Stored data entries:

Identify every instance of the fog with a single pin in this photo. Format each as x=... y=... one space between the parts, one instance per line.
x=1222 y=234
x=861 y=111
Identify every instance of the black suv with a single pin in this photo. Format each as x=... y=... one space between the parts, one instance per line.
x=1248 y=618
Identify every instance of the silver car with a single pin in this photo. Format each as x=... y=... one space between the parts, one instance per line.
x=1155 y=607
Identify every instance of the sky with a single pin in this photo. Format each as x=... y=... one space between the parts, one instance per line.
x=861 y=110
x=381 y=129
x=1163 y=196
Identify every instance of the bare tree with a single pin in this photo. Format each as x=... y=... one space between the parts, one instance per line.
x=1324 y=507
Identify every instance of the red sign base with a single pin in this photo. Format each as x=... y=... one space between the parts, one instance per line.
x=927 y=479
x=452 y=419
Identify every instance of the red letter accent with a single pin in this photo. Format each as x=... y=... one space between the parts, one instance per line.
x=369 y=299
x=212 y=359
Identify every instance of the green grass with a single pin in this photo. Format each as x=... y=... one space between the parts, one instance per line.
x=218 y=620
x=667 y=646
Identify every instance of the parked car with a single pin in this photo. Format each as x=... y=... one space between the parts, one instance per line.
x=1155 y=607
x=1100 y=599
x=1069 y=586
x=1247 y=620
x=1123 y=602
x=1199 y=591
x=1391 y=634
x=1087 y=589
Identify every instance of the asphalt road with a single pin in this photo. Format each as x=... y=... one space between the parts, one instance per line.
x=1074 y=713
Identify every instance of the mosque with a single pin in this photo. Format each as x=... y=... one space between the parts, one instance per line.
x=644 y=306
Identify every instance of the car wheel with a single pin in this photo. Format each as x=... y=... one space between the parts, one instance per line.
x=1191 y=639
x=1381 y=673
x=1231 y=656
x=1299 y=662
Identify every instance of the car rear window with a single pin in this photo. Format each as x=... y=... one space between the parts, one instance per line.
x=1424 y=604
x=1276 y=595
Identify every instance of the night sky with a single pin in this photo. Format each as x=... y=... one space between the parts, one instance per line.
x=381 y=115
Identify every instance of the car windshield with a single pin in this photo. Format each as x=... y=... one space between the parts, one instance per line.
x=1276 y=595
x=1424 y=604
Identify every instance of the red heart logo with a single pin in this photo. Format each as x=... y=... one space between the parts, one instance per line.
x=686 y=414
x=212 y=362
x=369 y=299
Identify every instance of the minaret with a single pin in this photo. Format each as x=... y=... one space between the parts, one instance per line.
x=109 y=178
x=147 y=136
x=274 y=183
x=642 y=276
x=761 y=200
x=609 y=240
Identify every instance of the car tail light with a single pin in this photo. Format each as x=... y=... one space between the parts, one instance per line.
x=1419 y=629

PROMPT.
Give back every entry above, complete and exact.

TASK SOLUTION.
Identify every instance of the fog with a single pin in this photo. Format each as x=... y=... one space between the parts, one instance per line.
x=1222 y=234
x=861 y=111
Identify every instance of the black suv with a single pin in this photo. Format each as x=... y=... one space between the parts, one instance per line.
x=1248 y=618
Identify every instance of the silver car with a single pin in this photo. Format each as x=... y=... one space between the parts, one instance per line.
x=1155 y=607
Identify every instance of the sky with a single pin in this photo. Format each as x=... y=... one space between the parts, one instance per line.
x=861 y=110
x=381 y=129
x=1163 y=196
Identify every instance of the bare tree with a single pin in this photo. Format each as x=... y=... one space between the parts, one instance per line.
x=1324 y=507
Identify every instance of the red sign base with a single pin in this photo. Format each as x=... y=... one space between the parts, one instance per line.
x=927 y=479
x=452 y=419
Identify every instance of the red letter accent with a single pin in this photo. Format each as x=... y=... one space between the parts, one instance per line.
x=369 y=299
x=212 y=359
Identify every instance of the green grass with a single pin in this photo. Format each as x=... y=... one space between the parts, one instance per line.
x=218 y=620
x=667 y=646
Identify every instance of the parked car with a single pin in this photo. Format each as x=... y=... one space between the parts, one instance per line.
x=1155 y=607
x=1100 y=599
x=1069 y=586
x=1247 y=620
x=1123 y=602
x=1199 y=591
x=1391 y=634
x=1087 y=589
Identify every instance of the asphalt road with a single pin in this photo. Format each as x=... y=... one space between the parts, one instance per line.
x=1074 y=713
Identify every instance of the mosque with a single pin in this photo. Format each as x=... y=... one space between the parts, one instance per line.
x=644 y=306
Identify every instance of the car wheel with a single pin in this photo. Format each as x=... y=... one space between the parts, one instance per line.
x=1191 y=639
x=1381 y=673
x=1231 y=656
x=1299 y=662
Identify every instance of the car rear window with a single pin in this photo. Format each as x=... y=... one space between the parts, one instance per line.
x=1424 y=604
x=1276 y=595
Identify every instance of the night sky with a single pin in this photo. Format each as x=... y=... one space between the parts, one instance per line.
x=381 y=115
Identify every instance of the car windshield with a single pin in this photo. Format each as x=... y=... one space between the parts, one instance per line.
x=1276 y=595
x=1424 y=604
Identify every instance of the red heart logo with a single pin in this photo. Format each as x=... y=... one space between the parts, one instance per line.
x=686 y=414
x=212 y=362
x=369 y=299
Identify every instance of the minaret with a single pin in this photo. Format each as x=... y=... one space between the parts, one instance per line.
x=109 y=178
x=147 y=136
x=274 y=183
x=642 y=276
x=761 y=200
x=609 y=240
Identify every instance of the car tail light with a single pin in this photo. Format each as x=... y=... one space between the parts, one instance per line.
x=1419 y=629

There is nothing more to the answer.